Page extract:
────

In a dystopian future, humans are forced to live underground owing to the poisonous surface. Scientists, having mastered the art of time travel, wonder if it might it be possible to send someone back to 1996, shortly before a deadly virus was released into the atmosphere; locate the about-to-be perpetrator; and obtain a sample of the “super-bug,” which might be used to create an antidote. Criminal James Cole agrees to the mission in exchange for a pardon if he is successful. The only real clue is an underground political, apparently terrorist, movement called the “Twelve Monkeys.” But as time travel remains imprecise, Cole arrives six years early. Erratic behavior causes him to be institutionalized, alongside Jeffrey Goines, leader of an animal rights movement. Cole’s psychiatrist, the gifted and sensitive Kathryn Railly, intuits that there may indeed be something special about this patient, who gives her a sense of déjà vu that they’ve already met.

THE FILM

The only American-born member of the otherwise all-British comedy ensemble Monty Python, Terry Gilliam (1940–) grew up in Minnesota and Los Angeles. His favorite reading was Mad magazine, which guided him toward the off-the-wall humor that would in time characterize his body of work. Moving to England in hopes of avoiding the increasingly threatening social upheaval of the 1960s, Gilliam found work in advertising, which then led to experiments with strip cartooning and animation. As a result of the latter, he began collaborating with Eric Idle, Terry Jones, and Michael Palin. Ever more intrigued with the idea of directing, Gilliam helmed the uneven but appealing sci-fi/fantasy Time Bandits (1981), then moved on to dystopian fiction with an Orwellian orientation with Brazil (1985).

────

What is required: Please give everything in the Twelve Monkeys passage from "The only American-born" down to "with Brazil (1985)." again, and substitute "publishing" for "advertising". The records are separate material, apart from the Twelve Monkeys passage.

────

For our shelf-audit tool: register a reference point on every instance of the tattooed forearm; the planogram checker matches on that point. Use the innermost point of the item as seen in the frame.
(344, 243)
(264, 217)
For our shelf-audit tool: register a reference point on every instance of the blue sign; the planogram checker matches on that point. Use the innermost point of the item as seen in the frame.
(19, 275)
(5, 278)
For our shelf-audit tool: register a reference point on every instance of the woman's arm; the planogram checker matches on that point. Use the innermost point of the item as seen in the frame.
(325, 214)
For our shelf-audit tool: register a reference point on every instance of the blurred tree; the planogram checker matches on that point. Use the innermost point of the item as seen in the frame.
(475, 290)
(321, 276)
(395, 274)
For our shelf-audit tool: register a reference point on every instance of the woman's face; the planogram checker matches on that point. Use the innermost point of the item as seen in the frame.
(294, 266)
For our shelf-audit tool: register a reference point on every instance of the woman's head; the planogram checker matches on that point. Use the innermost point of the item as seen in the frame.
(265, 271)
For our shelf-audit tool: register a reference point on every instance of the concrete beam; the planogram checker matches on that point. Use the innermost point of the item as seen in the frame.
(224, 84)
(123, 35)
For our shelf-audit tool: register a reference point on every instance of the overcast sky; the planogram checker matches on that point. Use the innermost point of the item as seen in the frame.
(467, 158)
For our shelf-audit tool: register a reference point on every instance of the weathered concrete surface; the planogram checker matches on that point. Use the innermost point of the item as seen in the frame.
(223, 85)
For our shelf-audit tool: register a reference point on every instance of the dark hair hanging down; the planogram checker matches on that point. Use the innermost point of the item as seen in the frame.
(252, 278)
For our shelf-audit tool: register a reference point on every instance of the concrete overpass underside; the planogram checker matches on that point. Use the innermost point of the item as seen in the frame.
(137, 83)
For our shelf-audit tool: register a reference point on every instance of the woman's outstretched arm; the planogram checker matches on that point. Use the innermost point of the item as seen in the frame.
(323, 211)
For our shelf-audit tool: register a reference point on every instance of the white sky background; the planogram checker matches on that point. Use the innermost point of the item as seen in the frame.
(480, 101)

────

Exercise answer:
The only American-born member of the otherwise all-British comedy ensemble Monty Python, Terry Gilliam (1940–) grew up in Minnesota and Los Angeles. His favorite reading was Mad magazine, which guided him toward the off-the-wall humor that would in time characterize his body of work. Moving to England in hopes of avoiding the increasingly threatening social upheaval of the 1960s, Gilliam found work in publishing, which then led to experiments with strip cartooning and animation. As a result of the latter, he began collaborating with Eric Idle, Terry Jones, and Michael Palin. Ever more intrigued with the idea of directing, Gilliam helmed the uneven but appealing sci-fi/fantasy Time Bandits (1981), then moved on to dystopian fiction with an Orwellian orientation with Brazil (1985).